Extrait du document ::
┏━━
L'intrigue dans les grandes lignes
Le scénario repose sur trois niveaux chronologiques : 1) "aujourd'hui" (une mise en abyme où nous pouvons observer les auteurs de la présente BD s'interroger sur la marche à suivre pour créer leur BD) ; 2) le 3 septembre 1939 (où nous suivons une conférence de Bertrand Russell dans une université américaine, consacrée au "rôle de la logique dans les affaires humaines") ; 3) la période 1876-1939 (un flashback sur la vie de Russell et sur ses rencontres, réalisé par Russell lui-même depuis la tribune de sa conférence de 1939). La BD joue sur ces trois niveaux : les auteurs qui racontent la conférence de Russell qui raconte sa vie.
Autoréférence, onanisme intellectuel et manque flagrant d'humilité
Car voilà : faire une BD sur Russell et les logiciens ne suffisait pas, non, non et non ! Il a fallu que les auteurs s'intègrent eux-mêmes dans leur œuvre, qu'ils se mettent à l'avant-plan, qu'ils fassent dans l'autoréférence afin de montrer leurs hésitations, leurs doutes, leurs petites chamailleries quant au cours que devait prendre leur histoire. Dès les premières pages, j'ai détesté ce procédé, non pas pour l'artifice en tant que tel mais parce que, dans ce cas précis, il n'améliore en rien le récit, contrairement à ce que croient dur comme fer lesdits auteurs. L'autoréférence, utilisée à bon escient, peut pourtant apporter beaucoup à une BD. Par exemple, dans Maus, Spiegelman utilise le même procédé pour créer une distance entre l'histoire réelle de son père et celle – forcément subjective – qu'il couchait sur le papier...
Ici, rien à voir... Imaginons le tableau... Bertrand Russell parle de sa vie à un parterre d'étudiants : il revient sur son enfance à Pembroke Lodge, sur ses premières découvertes, sur ses rencontres décisives, sur ses amours... Et puis – badaboum ! – retour au XXIe siècle et zoom sur les auteurs, qui ne peuvent pas s'empêcher de ramener leur fraise. Ils sont d'un orgueil démesuré, alors que le sujet aurait nécessité au contraire énormément d'humilité. Le dessinateur les représente toujours avec de petits yeux blasés, arborant un sourire ironique, genre "chuis universitaire et j'ai tout compris, ô lecteur !". Même le petit chien, "Manga" ("mec sympa" en argot grec, nous dit-on), est antipathique et sans relief (à la fin de l'histoire, il emmerde une chouette qui ne lui a rien demandé). Bref, c'est horripilant, mais ça passe encore.
┗━━
Actions à mener ::
#1 Mettez à jour le passage de la critique de la BD sur Russell qui commence aux mots « Ici, rien à » et se termine après « ça passe encore. », en remplaçant « parterre d'étudiants » par « auditoire d'étudiants ».
#2 Répondez à ces questions à partir de la critique de la BD sur Russell.
(a) À quelle date se tient la conférence de Bertrand Russell ?
(b) Dans quelle œuvre Spiegelman emploie-t-il le procédé de l'autoréférence ?
(c) Que signifie « Manga » en argot grec ?
#3 Poursuivez la critique de la BD sur Russell à partir de sa dernière phrase.
Les lignes présentées ci-après proviennent d'une autre source.

Contenu des données ::
┏━━
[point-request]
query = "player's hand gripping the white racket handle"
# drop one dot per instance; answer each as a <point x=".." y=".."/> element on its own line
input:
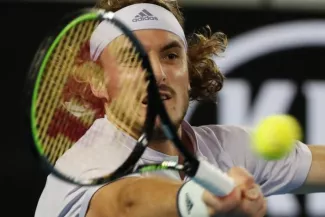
┗━━
Réponses ::
#1
Ici, rien à voir... Imaginons le tableau... Bertrand Russell parle de sa vie à un auditoire d'étudiants : il revient sur son enfance à Pembroke Lodge, sur ses premières découvertes, sur ses rencontres décisives, sur ses amours... Et puis – badaboum ! – retour au XXIe siècle et zoom sur les auteurs, qui ne peuvent pas s'empêcher de ramener leur fraise. Ils sont d'un orgueil démesuré, alors que le sujet aurait nécessité au contraire énormément d'humilité. Le dessinateur les représente toujours avec de petits yeux blasés, arborant un sourire ironique, genre "chuis universitaire et j'ai tout compris, ô lecteur !". Même le petit chien, "Manga" ("mec sympa" en argot grec, nous dit-on), est antipathique et sans relief (à la fin de l'histoire, il emmerde une chouette qui ne lui a rien demandé). Bref, c'est horripilant, mais ça passe encore.

#2
(a) Le 3 septembre 1939.
(b) Dans Maus.
(c) « Mec sympa ».

#3
Ça passe beaucoup moins quand les auteurs remplissent leurs phylactères – au lettrage mal centré soit dit en passant, mais peut-être est-ce là un défaut de l'édition francophone uniquement ? – d'autosatisfaction. Leur projet de BD ? "Franchement la chose la plus démente que j'aie jamais entendue !" (Christos, p. 22). La tautologie ? "Je sais ce qu'est une tautologie, merci ! Mais le lecteur moyen le sait-il, lui ?" (Christos, p. 97). La fidélité du dessin ? "Le petit garçon ressemble-t-il vraiment au petit Kurt Gödel ? — Son portrait craché !", répond le dessinateur (p. 199). Le Tractatus logico-philosophicus ? "Franchement, pour moi un des dix livres les plus surévalués !" (Christos, p. 265). Ben voyons... Tout comme Logicomix ?
Les deux chapitres les plus horribles en termes d'autoréférence sont ceux intitulés "Entracte" et "Finale", dans lesquels toute l'intrigue se déroule au XXIe siècle et s'éloigne du sujet. Les auteurs se disputent quant au fond de l'histoire : est-ce le chemin emprunté, avec tous ses tournants et ses culs-de-sac, ou la morale finale qui compte ? La logique est-elle "fille de la folie" ? Bref, des questions qui auraient dû être réglées avant d'écrire le scénario et non pas intégrées dans celui-ci.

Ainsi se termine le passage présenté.